Records from a collection

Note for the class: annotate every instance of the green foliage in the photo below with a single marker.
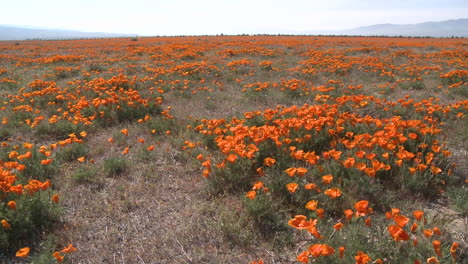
(115, 166)
(33, 215)
(73, 152)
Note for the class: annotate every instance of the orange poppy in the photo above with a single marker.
(418, 215)
(436, 245)
(327, 179)
(251, 195)
(368, 221)
(361, 207)
(46, 161)
(55, 198)
(303, 257)
(400, 220)
(349, 214)
(333, 192)
(69, 249)
(12, 205)
(338, 226)
(269, 161)
(361, 258)
(22, 253)
(341, 250)
(292, 187)
(5, 224)
(312, 205)
(151, 148)
(58, 257)
(397, 233)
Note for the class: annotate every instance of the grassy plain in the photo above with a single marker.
(203, 149)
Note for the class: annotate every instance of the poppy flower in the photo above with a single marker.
(5, 224)
(251, 195)
(361, 258)
(400, 220)
(58, 257)
(22, 253)
(312, 205)
(300, 222)
(349, 214)
(303, 257)
(69, 249)
(368, 221)
(46, 161)
(436, 245)
(418, 215)
(55, 198)
(397, 233)
(333, 192)
(327, 179)
(269, 161)
(292, 187)
(361, 207)
(320, 212)
(341, 250)
(338, 226)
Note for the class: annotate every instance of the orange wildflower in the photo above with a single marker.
(341, 250)
(418, 215)
(58, 257)
(312, 205)
(69, 249)
(436, 245)
(292, 187)
(400, 220)
(55, 198)
(320, 212)
(251, 195)
(318, 250)
(12, 205)
(362, 258)
(327, 179)
(428, 233)
(368, 221)
(269, 161)
(303, 257)
(338, 226)
(46, 161)
(397, 233)
(348, 213)
(453, 250)
(333, 192)
(22, 253)
(361, 207)
(5, 224)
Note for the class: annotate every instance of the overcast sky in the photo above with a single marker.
(195, 17)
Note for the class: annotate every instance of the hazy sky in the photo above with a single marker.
(184, 17)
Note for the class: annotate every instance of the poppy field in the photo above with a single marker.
(234, 149)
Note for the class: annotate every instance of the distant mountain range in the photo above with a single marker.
(24, 33)
(448, 28)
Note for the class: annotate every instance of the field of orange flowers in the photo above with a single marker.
(283, 148)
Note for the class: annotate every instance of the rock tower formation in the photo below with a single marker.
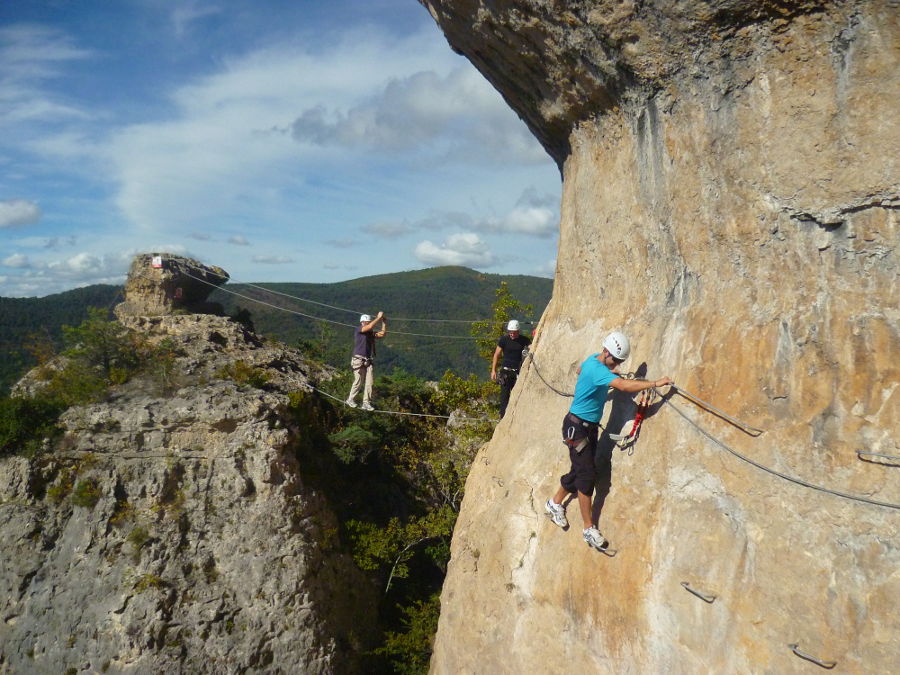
(730, 200)
(175, 527)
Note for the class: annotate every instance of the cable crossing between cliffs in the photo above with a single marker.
(631, 436)
(339, 323)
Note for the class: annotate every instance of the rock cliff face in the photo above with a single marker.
(161, 283)
(730, 194)
(175, 528)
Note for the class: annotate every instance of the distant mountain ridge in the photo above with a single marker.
(448, 294)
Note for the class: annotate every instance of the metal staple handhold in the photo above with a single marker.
(828, 665)
(892, 458)
(706, 597)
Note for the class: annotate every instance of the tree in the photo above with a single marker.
(505, 307)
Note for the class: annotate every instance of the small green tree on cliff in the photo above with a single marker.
(505, 307)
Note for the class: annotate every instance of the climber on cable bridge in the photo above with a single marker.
(580, 427)
(511, 345)
(363, 358)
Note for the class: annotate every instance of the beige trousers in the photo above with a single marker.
(364, 375)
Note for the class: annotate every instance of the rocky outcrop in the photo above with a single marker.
(175, 526)
(730, 199)
(163, 283)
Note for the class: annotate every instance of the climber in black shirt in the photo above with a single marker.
(511, 346)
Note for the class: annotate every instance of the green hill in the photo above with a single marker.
(22, 320)
(451, 294)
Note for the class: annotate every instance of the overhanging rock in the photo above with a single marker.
(160, 284)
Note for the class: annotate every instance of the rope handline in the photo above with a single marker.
(752, 431)
(263, 302)
(791, 479)
(352, 311)
(396, 412)
(715, 440)
(317, 318)
(550, 386)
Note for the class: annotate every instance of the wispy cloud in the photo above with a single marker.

*DO THIS*: Take the line that contains "Note for the class: annotate every instance of the metal" and each line after it down to the last of the records, and retype them exactly; add nothing else.

*TASK OUTPUT*:
Note for the class: annotate every instance of the metal staple handhold in the photo above with a single marker.
(828, 665)
(892, 458)
(706, 597)
Note for the class: annotate every instance of the tree in the photo above with a single marker.
(505, 307)
Note for the class: annotate every instance of the small green tree on cliff in the photo above with a single marker.
(505, 307)
Note for the class: annotate every instance of the climber on cable bridge in the photo above with a single marker.
(580, 427)
(511, 345)
(363, 358)
Note for the class: annotate every instance of the beige trousers in the photo above with a single marker.
(364, 375)
Note for the class: annotate every instance of the rocky outcrop in the photo above with a single marker.
(175, 526)
(730, 199)
(163, 283)
Note for the class: annotate every instance of the climber in black shirt in the photo above with a single marker.
(511, 346)
Note for the class: annotate every instance of the green hill in the photo above with a single marker.
(22, 320)
(451, 294)
Note for the class: annotate every instance of the overhanging rock in the photo above with a single marker.
(160, 284)
Note for the class: annotate every instance of the rope handline in the photo above with a single marker.
(752, 431)
(263, 302)
(791, 479)
(352, 311)
(396, 412)
(715, 440)
(317, 318)
(550, 386)
Note for the class: annotate every instance of the wispy cloud in the photo above with a single marker.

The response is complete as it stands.